### Set problem 1
Return the passage of the Navy and Boeing news text from "Chief of Naval" to "League Sea-Air-Space Exposition.", copied word for word.

### Given text
....................
Chief of Naval Operations Adm. Vern Clark said April 17 that the Boeing F/A-18E/F Super Hornet helped ease fuel shortages the U.S. Navy faced in the war with Iraq. Getting enough aviation fuel to the region was a major challenge in the war, but the Super Hornet, the Navy's new strike aircraft, reduced the burden because of its extended range over legacy aircraft, Clark said in a luncheon speech at the Navy League Sea-Air-Space Exposition.
SALE: The Boeing Co. said April 17 it has agreed to sell its Corinth, Texas aerospace wiring facility to Labinal Inc., part of the French Snecma Group Co. The sale, which is subject to U.S. regulatory review, is expected to close by the end of May. Terms of the deal were not disclosed.
....................
### Supplied information
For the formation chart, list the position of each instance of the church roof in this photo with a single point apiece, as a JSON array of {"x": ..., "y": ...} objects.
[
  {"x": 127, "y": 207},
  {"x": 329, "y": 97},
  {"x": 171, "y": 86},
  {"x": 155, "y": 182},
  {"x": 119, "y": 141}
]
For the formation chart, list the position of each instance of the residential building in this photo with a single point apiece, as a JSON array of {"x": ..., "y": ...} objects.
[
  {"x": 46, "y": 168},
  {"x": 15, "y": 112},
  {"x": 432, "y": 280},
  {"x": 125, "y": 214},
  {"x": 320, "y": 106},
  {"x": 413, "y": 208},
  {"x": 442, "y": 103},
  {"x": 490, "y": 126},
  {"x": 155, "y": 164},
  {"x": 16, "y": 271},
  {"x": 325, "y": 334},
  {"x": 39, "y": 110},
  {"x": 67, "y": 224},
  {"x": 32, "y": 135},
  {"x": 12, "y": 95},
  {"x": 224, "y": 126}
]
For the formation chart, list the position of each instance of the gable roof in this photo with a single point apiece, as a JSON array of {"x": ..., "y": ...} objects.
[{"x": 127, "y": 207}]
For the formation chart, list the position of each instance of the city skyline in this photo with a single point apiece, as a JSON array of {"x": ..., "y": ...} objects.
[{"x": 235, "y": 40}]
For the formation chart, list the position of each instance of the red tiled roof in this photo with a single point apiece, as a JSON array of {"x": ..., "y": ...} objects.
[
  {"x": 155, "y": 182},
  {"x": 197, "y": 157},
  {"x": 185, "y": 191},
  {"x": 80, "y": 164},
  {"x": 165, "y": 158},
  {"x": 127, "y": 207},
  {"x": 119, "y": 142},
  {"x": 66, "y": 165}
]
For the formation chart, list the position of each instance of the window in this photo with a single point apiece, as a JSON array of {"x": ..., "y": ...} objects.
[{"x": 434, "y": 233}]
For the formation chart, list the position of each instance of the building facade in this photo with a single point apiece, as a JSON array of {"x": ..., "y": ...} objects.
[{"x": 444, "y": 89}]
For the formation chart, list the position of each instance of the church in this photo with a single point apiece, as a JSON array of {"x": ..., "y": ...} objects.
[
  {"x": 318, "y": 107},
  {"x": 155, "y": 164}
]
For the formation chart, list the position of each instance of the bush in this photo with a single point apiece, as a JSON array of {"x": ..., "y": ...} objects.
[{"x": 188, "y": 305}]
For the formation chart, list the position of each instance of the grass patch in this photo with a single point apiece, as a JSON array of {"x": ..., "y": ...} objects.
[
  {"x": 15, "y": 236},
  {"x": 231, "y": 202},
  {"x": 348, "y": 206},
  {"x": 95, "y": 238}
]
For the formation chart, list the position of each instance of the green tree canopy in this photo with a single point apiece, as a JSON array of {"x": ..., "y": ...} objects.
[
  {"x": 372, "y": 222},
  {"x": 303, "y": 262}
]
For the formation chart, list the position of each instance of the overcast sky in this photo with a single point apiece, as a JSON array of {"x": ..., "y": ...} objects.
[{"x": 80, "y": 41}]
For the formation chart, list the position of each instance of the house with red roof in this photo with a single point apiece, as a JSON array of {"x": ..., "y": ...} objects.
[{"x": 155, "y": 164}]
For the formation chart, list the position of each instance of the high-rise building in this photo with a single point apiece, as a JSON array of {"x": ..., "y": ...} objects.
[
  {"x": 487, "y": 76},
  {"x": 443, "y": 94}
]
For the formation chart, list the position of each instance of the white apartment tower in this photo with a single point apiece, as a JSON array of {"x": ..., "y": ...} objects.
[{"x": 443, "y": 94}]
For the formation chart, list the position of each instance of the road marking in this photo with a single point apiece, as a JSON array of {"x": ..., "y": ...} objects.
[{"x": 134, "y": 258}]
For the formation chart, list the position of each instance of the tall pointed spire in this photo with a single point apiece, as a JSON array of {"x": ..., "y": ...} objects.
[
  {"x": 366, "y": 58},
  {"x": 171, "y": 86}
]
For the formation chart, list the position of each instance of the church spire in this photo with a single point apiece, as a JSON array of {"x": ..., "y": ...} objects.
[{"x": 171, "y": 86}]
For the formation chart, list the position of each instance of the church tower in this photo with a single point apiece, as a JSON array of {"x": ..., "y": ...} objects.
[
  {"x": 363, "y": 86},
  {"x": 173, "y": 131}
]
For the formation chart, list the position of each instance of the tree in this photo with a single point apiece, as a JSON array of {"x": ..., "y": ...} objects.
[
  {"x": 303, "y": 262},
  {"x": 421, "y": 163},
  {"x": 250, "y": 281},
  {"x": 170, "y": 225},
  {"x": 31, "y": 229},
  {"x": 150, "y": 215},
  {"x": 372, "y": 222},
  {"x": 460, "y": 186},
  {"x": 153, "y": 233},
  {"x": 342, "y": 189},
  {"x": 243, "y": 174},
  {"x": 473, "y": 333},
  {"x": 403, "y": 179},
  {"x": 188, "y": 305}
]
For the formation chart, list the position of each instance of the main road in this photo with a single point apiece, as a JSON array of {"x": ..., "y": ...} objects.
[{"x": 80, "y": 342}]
....................
### Set problem 2
Retype the rows from the line with "of the tree" to the last line of the rows, keeping every character unchanged.

### Output 1
Chief of Naval Operations Adm. Vern Clark said April 17 that the Boeing F/A-18E/F Super Hornet helped ease fuel shortages the U.S. Navy faced in the war with Iraq. Getting enough aviation fuel to the region was a major challenge in the war, but the Super Hornet, the Navy's new strike aircraft, reduced the burden because of its extended range over legacy aircraft, Clark said in a luncheon speech at the Navy League Sea-Air-Space Exposition.

### Output 2
For the formation chart, list the position of each instance of the tree in this photo with a single point apiece, as a JSON array of {"x": ..., "y": ...} objects.
[
  {"x": 303, "y": 262},
  {"x": 421, "y": 163},
  {"x": 250, "y": 281},
  {"x": 170, "y": 225},
  {"x": 31, "y": 229},
  {"x": 150, "y": 215},
  {"x": 372, "y": 222},
  {"x": 460, "y": 186},
  {"x": 153, "y": 233},
  {"x": 342, "y": 189},
  {"x": 243, "y": 174},
  {"x": 473, "y": 333},
  {"x": 403, "y": 179},
  {"x": 188, "y": 305}
]
For the formation chart, list the position of each instance of the main road in this photo with a single point apiece, as a JSON array of {"x": ..., "y": ...} objects.
[{"x": 80, "y": 342}]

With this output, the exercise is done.